• [Opdracht A] Neem uit het tekstfragment hieronder letterlijk alles over, van "Naarmate de oorlog" tot en met "door een luchtaanval.".
• [Opdracht B] Leg in één tot drie zinnen uit waarom de kunstwerken volgens het tekstfragment kort voor de bevrijding van België haastig werden geëvacueerd.

• [Tekstfragment]
Naarmate de oorlog duurde nam de activiteit van het gewapende verzet in de streek toe, terwijl intussen het kwalijke gerucht ging dat in het kasteel munitie was opgeslagen… Begin augustus 1944 kwam het zelfs tot gevechten tussen een verzetsgroep en de rijkswachters. Daarbij vielen gewonden, waaronder Bouchery zelf. Als gevolg daarvan werden de kunstwerken kort daarop, nauwelijks een paar weken voor de bevrijding van België, bijna hals over kop op bevel van Monumentenzorg geëvacueerd. Enkele werken raakten tijdens het transport beschadigd door een luchtaanval.
De bevrijding betekende niet meteen het einde van de gevaren voor het erfgoed. De zwaarste klap viel pas daarna. Bij de allereerste inslag van een V2-raket op Antwerpen, op 13 oktober 1944, waarbij 32 doden vielen, liep het Koninklijk Museum voor Schone Kunsten zware schade op. De meeste kunstwerken zaten nog altijd in de kelders maar “in de roes van de bevrijding” waren een vijftigtal schilderijen bovengehaald voor een tentoonstelling. Vele daarvan werden beschadigd (waaronder een werk van Ensor), enkele zelfs vernietigd. Maar de schat van Lavaux lag toen veilig in Brusselse bankkluizen.

• [Aangeleverde gegevens]

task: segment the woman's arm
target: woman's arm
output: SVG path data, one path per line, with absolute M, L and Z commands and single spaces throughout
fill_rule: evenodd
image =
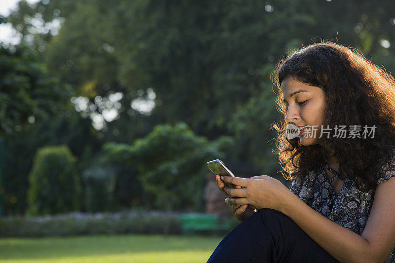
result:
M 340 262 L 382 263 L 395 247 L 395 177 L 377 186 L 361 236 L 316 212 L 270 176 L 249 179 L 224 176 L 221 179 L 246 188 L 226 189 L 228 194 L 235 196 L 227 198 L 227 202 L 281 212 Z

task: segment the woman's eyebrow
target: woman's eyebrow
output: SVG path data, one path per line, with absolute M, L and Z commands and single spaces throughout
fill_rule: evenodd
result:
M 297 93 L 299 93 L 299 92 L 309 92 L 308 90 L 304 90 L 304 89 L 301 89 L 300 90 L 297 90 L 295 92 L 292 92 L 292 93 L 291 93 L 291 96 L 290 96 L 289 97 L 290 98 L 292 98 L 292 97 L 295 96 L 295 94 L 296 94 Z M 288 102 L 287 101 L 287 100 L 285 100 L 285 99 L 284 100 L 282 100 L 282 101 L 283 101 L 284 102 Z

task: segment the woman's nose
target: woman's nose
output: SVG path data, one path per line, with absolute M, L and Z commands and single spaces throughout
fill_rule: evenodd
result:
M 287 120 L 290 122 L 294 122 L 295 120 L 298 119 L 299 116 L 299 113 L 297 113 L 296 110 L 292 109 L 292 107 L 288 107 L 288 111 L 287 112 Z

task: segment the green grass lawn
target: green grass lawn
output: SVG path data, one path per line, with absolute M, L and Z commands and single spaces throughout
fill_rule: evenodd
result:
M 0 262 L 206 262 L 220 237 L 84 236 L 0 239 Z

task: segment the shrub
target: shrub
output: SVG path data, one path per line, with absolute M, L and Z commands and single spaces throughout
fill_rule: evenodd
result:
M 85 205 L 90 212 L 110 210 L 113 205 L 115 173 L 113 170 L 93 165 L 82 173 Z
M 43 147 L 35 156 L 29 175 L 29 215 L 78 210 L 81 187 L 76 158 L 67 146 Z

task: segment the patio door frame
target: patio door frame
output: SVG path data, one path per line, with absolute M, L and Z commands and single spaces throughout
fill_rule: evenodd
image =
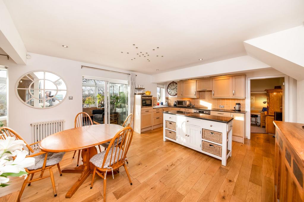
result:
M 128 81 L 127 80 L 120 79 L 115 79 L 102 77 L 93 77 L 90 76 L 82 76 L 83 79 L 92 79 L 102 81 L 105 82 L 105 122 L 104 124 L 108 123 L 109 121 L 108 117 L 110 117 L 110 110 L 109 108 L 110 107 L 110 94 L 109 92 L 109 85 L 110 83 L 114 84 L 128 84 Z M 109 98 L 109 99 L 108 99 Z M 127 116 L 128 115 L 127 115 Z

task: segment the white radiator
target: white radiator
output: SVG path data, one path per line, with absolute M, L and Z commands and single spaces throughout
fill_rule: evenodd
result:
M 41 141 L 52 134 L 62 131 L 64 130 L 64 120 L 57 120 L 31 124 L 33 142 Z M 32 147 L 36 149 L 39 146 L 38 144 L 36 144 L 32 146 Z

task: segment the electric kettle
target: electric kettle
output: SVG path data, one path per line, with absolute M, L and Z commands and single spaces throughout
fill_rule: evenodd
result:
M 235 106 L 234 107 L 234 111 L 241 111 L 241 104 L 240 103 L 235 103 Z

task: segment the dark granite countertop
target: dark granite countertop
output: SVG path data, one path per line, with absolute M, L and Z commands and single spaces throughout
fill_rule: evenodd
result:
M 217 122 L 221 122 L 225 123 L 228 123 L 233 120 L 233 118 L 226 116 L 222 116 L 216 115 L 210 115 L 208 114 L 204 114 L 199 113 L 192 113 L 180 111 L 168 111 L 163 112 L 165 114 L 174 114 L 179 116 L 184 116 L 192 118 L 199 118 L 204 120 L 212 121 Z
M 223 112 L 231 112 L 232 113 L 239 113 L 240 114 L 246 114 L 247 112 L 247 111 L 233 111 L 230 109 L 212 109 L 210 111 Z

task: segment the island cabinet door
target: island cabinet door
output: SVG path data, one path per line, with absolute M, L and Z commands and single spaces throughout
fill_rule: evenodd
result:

• [Verwacht antwoord A]
Naarmate de oorlog duurde nam de activiteit van het gewapende verzet in de streek toe, terwijl intussen het kwalijke gerucht ging dat in het kasteel munitie was opgeslagen… Begin augustus 1944 kwam het zelfs tot gevechten tussen een verzetsgroep en de rijkswachters. Daarbij vielen gewonden, waaronder Bouchery zelf. Als gevolg daarvan werden de kunstwerken kort daarop, nauwelijks een paar weken voor de bevrijding van België, bijna hals over kop op bevel van Monumentenzorg geëvacueerd. Enkele werken raakten tijdens het transport beschadigd door een luchtaanval.

• [Verwacht antwoord B] Begin augustus 1944 kwam het tot gevechten tussen een verzetsgroep en de rijkswachters, waarbij gewonden vielen, onder wie Bouchery zelf. Als gevolg daarvan liet Monumentenzorg de kunstwerken kort daarop bijna halsoverkop evacueren.